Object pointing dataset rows
>> Start

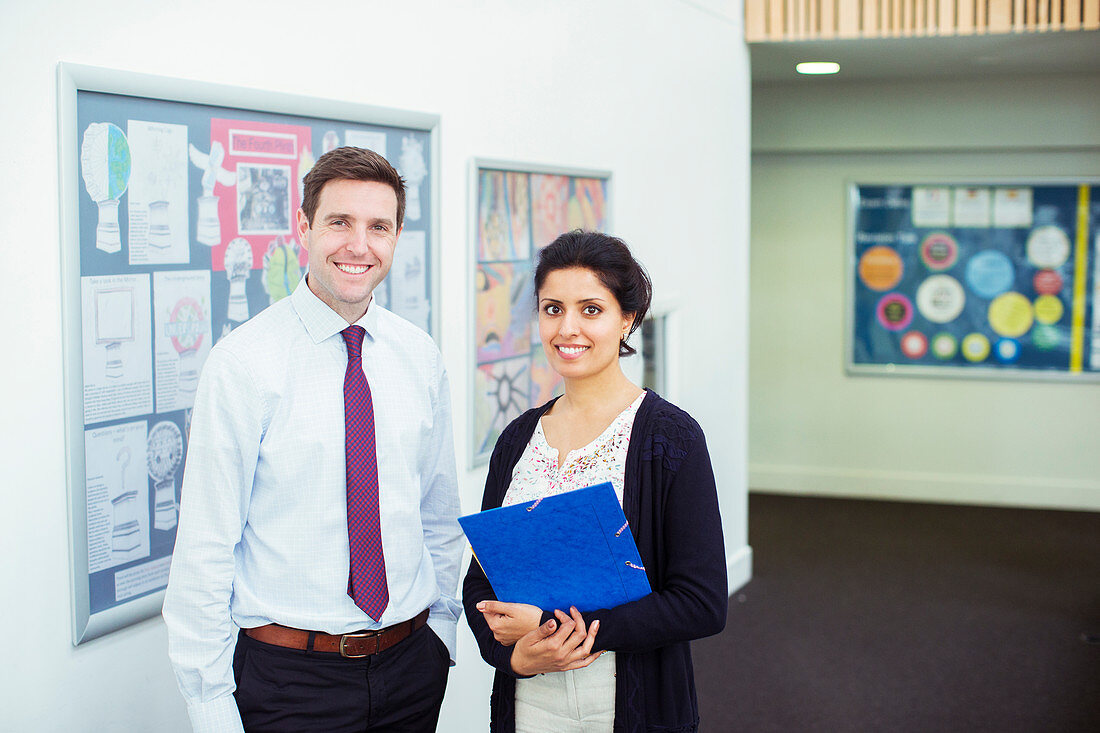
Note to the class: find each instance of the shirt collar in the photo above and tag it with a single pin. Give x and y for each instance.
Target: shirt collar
(322, 321)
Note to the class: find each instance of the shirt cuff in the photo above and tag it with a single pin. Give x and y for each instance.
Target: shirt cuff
(217, 715)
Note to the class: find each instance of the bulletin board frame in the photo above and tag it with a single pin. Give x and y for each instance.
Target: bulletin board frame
(592, 215)
(96, 611)
(983, 277)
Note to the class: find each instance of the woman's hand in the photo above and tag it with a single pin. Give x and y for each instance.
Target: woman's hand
(556, 646)
(510, 621)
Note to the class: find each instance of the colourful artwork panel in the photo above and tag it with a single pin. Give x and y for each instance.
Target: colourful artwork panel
(517, 214)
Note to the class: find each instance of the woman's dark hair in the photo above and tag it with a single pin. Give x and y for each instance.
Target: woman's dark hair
(609, 259)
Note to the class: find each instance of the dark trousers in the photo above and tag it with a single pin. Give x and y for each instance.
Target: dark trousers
(281, 690)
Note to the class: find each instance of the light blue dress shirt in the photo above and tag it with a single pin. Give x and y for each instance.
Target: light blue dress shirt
(263, 524)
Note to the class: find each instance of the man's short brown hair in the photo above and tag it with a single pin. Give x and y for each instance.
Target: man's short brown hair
(350, 163)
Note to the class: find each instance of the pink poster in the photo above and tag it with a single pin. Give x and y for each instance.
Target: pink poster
(268, 161)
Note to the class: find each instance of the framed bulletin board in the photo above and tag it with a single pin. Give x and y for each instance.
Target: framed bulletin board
(975, 279)
(178, 204)
(517, 209)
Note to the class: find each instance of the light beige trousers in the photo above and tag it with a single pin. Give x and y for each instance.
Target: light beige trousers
(575, 701)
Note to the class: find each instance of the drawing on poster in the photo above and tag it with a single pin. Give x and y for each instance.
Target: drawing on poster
(183, 335)
(549, 207)
(238, 269)
(117, 495)
(164, 453)
(414, 170)
(518, 212)
(263, 199)
(505, 301)
(305, 165)
(281, 269)
(117, 342)
(105, 164)
(158, 222)
(207, 221)
(502, 392)
(408, 280)
(114, 325)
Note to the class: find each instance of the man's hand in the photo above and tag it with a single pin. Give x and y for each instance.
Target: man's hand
(556, 646)
(510, 621)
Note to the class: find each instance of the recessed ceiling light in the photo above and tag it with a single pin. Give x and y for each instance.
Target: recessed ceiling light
(817, 67)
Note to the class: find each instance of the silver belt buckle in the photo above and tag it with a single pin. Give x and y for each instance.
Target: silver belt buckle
(343, 644)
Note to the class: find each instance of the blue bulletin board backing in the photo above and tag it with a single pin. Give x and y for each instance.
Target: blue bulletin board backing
(975, 279)
(177, 205)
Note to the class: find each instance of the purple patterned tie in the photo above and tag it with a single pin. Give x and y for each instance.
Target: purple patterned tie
(366, 581)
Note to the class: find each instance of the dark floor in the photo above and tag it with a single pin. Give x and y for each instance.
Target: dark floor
(900, 616)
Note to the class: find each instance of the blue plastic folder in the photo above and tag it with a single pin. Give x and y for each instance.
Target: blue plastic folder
(569, 549)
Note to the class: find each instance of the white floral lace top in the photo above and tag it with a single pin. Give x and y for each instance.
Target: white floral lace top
(604, 459)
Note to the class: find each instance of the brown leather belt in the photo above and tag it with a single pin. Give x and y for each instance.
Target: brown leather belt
(359, 644)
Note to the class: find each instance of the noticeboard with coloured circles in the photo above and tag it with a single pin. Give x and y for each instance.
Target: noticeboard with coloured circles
(975, 279)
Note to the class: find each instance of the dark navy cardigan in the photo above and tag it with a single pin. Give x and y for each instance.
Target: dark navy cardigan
(670, 500)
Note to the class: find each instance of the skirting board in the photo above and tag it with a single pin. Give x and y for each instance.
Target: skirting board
(739, 568)
(927, 487)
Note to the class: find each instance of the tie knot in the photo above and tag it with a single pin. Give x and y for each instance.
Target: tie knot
(353, 337)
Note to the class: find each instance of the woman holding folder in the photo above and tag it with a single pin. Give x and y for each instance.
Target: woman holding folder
(625, 668)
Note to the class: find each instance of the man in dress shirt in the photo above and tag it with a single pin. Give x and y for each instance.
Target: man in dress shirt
(263, 536)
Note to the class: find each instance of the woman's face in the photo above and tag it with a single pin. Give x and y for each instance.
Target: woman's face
(580, 324)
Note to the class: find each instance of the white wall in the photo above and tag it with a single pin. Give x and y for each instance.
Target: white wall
(812, 428)
(656, 90)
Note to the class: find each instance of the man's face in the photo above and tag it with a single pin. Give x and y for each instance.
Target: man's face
(350, 243)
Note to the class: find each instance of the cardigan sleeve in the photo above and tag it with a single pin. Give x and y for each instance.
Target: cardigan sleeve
(692, 599)
(476, 588)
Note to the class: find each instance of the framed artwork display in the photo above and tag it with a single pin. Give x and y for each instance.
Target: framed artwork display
(992, 280)
(178, 203)
(517, 209)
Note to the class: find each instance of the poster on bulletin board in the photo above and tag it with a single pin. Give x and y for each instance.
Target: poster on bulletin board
(970, 279)
(178, 204)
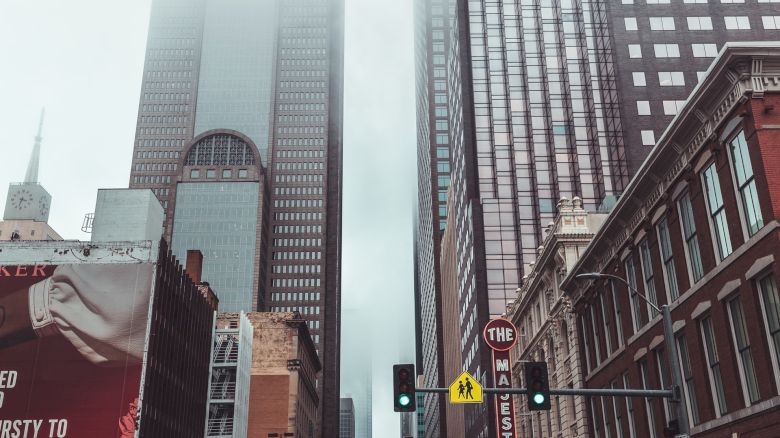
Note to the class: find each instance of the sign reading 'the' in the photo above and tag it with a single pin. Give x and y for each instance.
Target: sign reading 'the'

>> End

→ **THE TASK**:
Repeat each record exactly, with the pictures left out.

→ **ANSWER TO THIS PROBLEM**:
Note to the class: find each instance of the shirt collar in the photo above and tag it with a single pin. Give x and y for each instance.
Target: shirt collar
(322, 321)
Note to the class: find each instance of the shirt cuff in the photo above and tag it with a single pin. Give x and y for each instance.
Target: shirt cuff
(217, 715)
Note to the class: find each instance of the bulletin board frame in the photo above and tag it with a single pin. Give x and y for each instance.
Target: bulletin board frame
(592, 215)
(96, 611)
(983, 277)
Note to the class: find each instance of the woman's hand in the photo above and tag it with a single pin. Give x and y for each instance.
Target: woman's hand
(556, 646)
(510, 621)
Note to the class: find each instance of the colourful artwork panel in the photo above and tag it with a single pin. Give x and y for each instance.
Target: colourful artwork panel
(517, 214)
Note to the class: find each instance of the woman's dark hair in the photo above and tag it with a single pin. Give x and y for each instance.
Target: woman's dark hair
(609, 259)
Note to the class: find each instance of the dark trousers in the photo above and tag it with a single pin. Give x and y for each instance.
Target: dark trousers
(281, 690)
Note to the class: find each instance of the light blue dress shirt in the photo above and tag it with a single pin. Give x and y for each instance.
Target: light blue dress shirt
(263, 524)
Note to the class: find each instance of the man's short brown hair in the photo above and tag it with a single pin. Give x and y for each instance.
Target: man's short brown hair
(350, 163)
Note to the class: find each instance of the pink poster in the photo above and tag it with a single pin. Give x and y for each instance.
Target: pink poster
(268, 161)
Note to the class: find each instance of the framed bulletin board in the photo above and tag it with a single pin. Give x and y for each instance.
Target: framed bulletin board
(975, 279)
(178, 204)
(517, 209)
Note to the class: find each instance of the light beige trousers in the photo above and tag it with a single pin. Give x and y for each instance.
Target: light beige trousers
(575, 701)
Note to the class: find each instance of the drawing on poster in the photo above and tag it with a single pin. Give x and y for each instance.
Target: drawing on poster
(183, 335)
(549, 207)
(238, 269)
(117, 495)
(164, 453)
(414, 170)
(518, 212)
(263, 199)
(505, 301)
(305, 165)
(281, 269)
(117, 342)
(105, 164)
(158, 222)
(207, 221)
(502, 392)
(408, 280)
(114, 325)
Note to the class: find each instance of the man's hand in the photo above and tag it with a single pin. Give x and y for each instance.
Target: man's hand
(556, 646)
(510, 621)
Note to the class: find each instance of the recessed ceiling light in the photo above and tag it with a single pin. Give x and y for each instance.
Target: recessed ceiling light
(817, 67)
Note to the class: find each instance of the silver belt buckle in the photo above and tag it with a single pin. Give x and y for each instance.
Target: silver belt buckle
(343, 644)
Note to the class: find each instance of the blue bulletin board backing in the photo above and tag it with a single pin. Give x and y for each instance.
Target: blue bulletin board backing
(975, 279)
(177, 205)
Note to the class: find each instance of the purple patterned tie in the photo above and tag it with a single pin. Give x and y for each instance.
Target: purple patterned tie
(366, 581)
Note to the class: find each instance of the dark floor in the photo above and tag it with a single pin. Give x and y for each instance.
Target: dark floor
(900, 616)
Note to the class: find each instance of the blue plastic folder in the photo above and tag it with a single pin. Give x and y for each instance.
Target: blue plastic folder
(569, 549)
Note to the class: find each instance of the white floral lace top in the photo above and tag it with a single pin. Give x and y for each instance.
Target: white floral lace top
(604, 459)
Note to the class: find each instance of the brown leather belt in the photo above and tag it with a single pin. Give x and y for each instance.
Target: brown leather belt
(359, 644)
Note to the class: find each instance of the noticeboard with coloured circles in the photo above and tag it with a single pin. Give x and y for each instance.
Target: noticeboard with coloured circles
(975, 279)
Note to the class: find each instance of the dark navy cardigan in the photo above and tag it with a single pin. Give x and y for each instance.
Target: dark navy cardigan
(670, 500)
Note to the class: find each instance of the skirting board in the photo above and tag it with a single pin. Give x and y for each instance.
Target: skirting board
(739, 568)
(927, 487)
Note to the class: find each instance of the tie knot in the photo above and tag it with a single pin. Give x and y for each instance.
Target: tie knot
(353, 337)
Note to the class: find each instance of the woman holding folder in the photo above and tag it with a single pin. Give x and y for each instance.
Target: woman holding folder
(625, 668)
Note to the class: find each instance of the man in dress shirt in the photo above and tag it with a single pin. Give x and y for each instance.
Target: man in dress shirt
(263, 536)
Note to the class: find each instance of the woman's face in the photo above and tag it with a single pin. Give x and y for each instance.
Target: woman's face
(580, 324)
Note to the class: find each instance of the white wall in the photo above and tag it with a single pin. Give x and y for each instance.
Target: white wall
(812, 428)
(656, 90)
Note to the class: find each instance of the man's face in the photo above and tag it with a single pin. Give x and y for each instance.
Target: man's face
(350, 243)
Note to the class: find each instance of the cardigan sleeve in the photo above and tag it with a single pin. Give x and y for each instance.
Target: cardigan sleeve
(692, 599)
(476, 588)
Note to the class: find each instance of the framed artwork display in the photo above and tag it with a single pin. Give x and y for each instance.
Target: framed artwork display
(992, 280)
(178, 203)
(517, 209)
Note to the class: find each instance of the poster on bulletin board in the photo above and tag it with a single pin. Give x and y for each instance.
Target: poster on bulletin board
(970, 279)
(178, 204)
Note to the class: find each instance of the sign reading 'the' in the photo above and tag it with a single pin. Give x and y for each instance.
Target: sign reading 'the'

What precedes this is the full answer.